**Problem requirements:** Search the records for the string "machine". Copy each line where it occurs.

[Dataset entries]
───

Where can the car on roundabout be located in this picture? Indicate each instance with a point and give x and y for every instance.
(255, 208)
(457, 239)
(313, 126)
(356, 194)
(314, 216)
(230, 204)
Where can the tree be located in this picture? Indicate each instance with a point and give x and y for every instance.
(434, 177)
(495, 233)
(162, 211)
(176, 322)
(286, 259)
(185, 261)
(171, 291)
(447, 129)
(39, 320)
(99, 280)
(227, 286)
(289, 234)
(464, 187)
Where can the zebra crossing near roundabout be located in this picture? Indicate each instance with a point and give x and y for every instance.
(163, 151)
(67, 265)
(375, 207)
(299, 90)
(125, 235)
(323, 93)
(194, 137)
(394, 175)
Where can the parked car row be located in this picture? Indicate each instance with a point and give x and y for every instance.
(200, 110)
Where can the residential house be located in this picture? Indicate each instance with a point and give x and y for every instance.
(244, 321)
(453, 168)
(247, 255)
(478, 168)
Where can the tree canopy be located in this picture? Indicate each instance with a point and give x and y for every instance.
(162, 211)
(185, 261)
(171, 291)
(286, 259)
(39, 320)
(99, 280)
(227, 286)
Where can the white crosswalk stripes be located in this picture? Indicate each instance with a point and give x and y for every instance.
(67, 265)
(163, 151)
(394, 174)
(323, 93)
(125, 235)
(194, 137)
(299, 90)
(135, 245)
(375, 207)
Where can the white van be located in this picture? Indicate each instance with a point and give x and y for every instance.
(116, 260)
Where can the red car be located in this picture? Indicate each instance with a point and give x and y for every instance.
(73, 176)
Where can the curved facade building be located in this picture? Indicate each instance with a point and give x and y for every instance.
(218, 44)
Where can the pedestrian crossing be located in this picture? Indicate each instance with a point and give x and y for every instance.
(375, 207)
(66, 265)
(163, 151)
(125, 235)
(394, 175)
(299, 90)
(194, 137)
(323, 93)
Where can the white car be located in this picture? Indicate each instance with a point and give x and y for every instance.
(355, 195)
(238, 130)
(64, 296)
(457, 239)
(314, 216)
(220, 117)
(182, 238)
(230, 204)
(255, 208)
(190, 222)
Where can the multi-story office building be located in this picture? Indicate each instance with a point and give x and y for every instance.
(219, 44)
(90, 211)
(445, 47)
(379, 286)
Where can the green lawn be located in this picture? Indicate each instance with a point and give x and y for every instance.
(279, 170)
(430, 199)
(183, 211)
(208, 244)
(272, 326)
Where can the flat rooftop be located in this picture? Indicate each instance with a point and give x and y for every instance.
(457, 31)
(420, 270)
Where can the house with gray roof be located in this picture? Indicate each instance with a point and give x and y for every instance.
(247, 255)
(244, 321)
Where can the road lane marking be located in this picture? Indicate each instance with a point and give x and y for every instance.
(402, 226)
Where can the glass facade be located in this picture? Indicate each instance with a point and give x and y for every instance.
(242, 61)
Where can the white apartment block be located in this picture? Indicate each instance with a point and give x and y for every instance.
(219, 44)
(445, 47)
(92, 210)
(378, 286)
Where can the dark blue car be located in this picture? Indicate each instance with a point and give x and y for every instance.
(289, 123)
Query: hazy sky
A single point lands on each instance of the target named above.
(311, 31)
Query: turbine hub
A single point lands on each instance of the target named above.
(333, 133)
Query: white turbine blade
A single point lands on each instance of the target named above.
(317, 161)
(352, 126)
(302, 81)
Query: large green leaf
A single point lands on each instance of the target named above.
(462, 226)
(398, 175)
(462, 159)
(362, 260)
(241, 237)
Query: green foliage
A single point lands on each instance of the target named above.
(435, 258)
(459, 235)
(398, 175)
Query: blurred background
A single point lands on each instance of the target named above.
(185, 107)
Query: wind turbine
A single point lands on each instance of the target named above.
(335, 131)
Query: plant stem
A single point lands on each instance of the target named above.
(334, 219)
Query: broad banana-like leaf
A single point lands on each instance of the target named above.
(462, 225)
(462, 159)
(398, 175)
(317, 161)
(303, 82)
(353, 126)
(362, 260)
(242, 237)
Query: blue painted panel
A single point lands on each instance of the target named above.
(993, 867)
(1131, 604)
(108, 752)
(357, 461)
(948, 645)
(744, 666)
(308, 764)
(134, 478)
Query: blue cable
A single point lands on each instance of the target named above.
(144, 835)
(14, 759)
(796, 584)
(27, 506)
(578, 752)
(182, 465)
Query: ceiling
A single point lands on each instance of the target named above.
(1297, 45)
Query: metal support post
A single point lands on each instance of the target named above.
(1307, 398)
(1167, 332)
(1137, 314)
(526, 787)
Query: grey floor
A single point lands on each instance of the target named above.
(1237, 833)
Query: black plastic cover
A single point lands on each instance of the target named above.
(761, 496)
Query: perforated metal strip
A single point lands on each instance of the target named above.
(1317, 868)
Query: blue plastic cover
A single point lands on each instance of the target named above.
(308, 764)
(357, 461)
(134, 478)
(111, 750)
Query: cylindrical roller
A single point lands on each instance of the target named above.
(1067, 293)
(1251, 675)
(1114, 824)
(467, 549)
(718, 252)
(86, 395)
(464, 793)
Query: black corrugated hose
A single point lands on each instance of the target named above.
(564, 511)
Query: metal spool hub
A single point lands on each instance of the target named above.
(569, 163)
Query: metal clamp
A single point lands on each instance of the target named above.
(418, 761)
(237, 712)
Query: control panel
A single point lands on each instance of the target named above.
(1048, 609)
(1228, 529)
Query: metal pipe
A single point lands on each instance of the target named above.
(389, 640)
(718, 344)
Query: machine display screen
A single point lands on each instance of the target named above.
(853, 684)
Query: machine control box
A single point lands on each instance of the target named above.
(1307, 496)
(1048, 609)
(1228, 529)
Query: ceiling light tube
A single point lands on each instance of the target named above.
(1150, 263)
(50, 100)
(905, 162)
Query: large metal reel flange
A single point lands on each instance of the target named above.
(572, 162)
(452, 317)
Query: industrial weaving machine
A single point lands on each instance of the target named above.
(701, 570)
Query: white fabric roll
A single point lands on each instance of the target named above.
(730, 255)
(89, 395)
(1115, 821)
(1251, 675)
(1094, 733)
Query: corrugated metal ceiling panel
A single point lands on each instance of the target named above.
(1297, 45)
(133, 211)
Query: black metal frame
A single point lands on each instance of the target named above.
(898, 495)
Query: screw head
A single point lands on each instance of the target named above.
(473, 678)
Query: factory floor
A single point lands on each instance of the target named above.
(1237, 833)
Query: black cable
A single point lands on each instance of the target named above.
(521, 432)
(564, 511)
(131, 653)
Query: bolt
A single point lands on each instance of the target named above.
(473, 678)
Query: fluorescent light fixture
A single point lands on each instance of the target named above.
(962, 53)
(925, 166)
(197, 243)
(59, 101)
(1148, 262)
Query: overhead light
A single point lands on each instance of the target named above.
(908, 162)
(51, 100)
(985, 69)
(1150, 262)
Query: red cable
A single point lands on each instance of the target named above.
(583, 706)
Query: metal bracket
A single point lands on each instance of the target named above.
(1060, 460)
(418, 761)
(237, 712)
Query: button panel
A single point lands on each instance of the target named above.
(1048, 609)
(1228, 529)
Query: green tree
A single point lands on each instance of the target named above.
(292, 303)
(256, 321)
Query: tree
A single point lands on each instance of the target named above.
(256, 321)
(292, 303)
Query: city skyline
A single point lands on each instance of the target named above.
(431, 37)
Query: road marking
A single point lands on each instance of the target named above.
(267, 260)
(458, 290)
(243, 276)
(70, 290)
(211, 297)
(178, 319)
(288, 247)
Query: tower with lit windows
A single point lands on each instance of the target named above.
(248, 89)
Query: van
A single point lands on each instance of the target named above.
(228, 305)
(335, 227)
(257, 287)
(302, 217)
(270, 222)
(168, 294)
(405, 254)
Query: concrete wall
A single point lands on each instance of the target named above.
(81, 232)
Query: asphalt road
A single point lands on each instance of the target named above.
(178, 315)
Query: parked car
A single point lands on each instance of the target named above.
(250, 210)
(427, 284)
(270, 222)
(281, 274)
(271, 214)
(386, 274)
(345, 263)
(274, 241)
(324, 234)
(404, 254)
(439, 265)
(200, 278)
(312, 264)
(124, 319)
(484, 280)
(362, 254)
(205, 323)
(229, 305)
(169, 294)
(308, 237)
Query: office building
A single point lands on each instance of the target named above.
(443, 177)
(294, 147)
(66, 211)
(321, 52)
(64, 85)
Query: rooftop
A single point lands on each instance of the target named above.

───

**Output for this task:**
Query: machine display screen
Query: machine control box
Query: industrial weaving machine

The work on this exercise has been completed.